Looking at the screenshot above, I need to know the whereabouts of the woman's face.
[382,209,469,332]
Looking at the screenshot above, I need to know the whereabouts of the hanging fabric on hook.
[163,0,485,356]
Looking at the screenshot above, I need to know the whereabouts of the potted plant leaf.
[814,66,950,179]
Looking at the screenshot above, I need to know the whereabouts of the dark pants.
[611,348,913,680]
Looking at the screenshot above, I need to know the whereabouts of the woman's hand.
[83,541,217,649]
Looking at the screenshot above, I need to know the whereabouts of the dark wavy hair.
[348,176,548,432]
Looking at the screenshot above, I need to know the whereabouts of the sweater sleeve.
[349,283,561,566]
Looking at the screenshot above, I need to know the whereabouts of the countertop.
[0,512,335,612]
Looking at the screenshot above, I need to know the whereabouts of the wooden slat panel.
--
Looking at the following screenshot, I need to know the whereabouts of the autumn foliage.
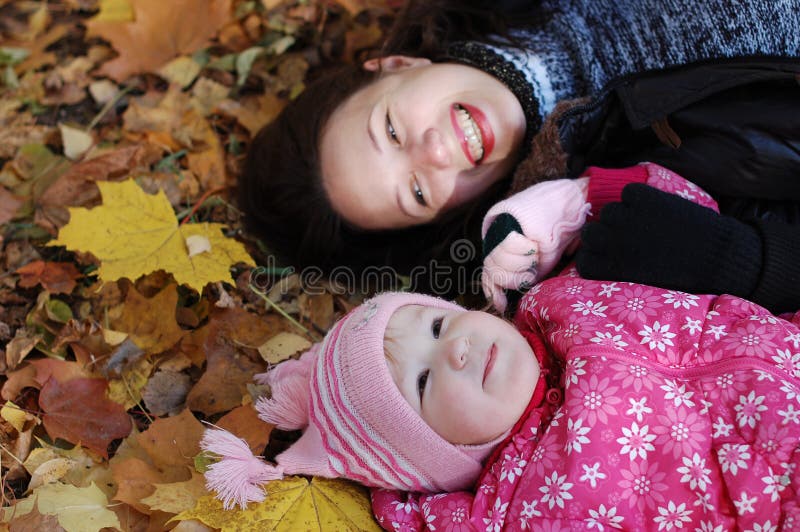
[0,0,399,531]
==
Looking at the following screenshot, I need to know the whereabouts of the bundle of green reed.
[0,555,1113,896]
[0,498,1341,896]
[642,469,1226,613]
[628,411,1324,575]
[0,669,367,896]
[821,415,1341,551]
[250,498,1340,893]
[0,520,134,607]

Goal of the exercise -> Edit the entries from the line with "the woman's face." to the line with "[163,0,485,356]" so that "whereabouts" becomes "location", keeping everything else unchanged.

Task output ->
Looking at the screenshot above, I need to know the location of the woman's face.
[382,209,469,332]
Looking at the screenshot above, I need to know the location of the hanging fabric on hook.
[163,0,485,356]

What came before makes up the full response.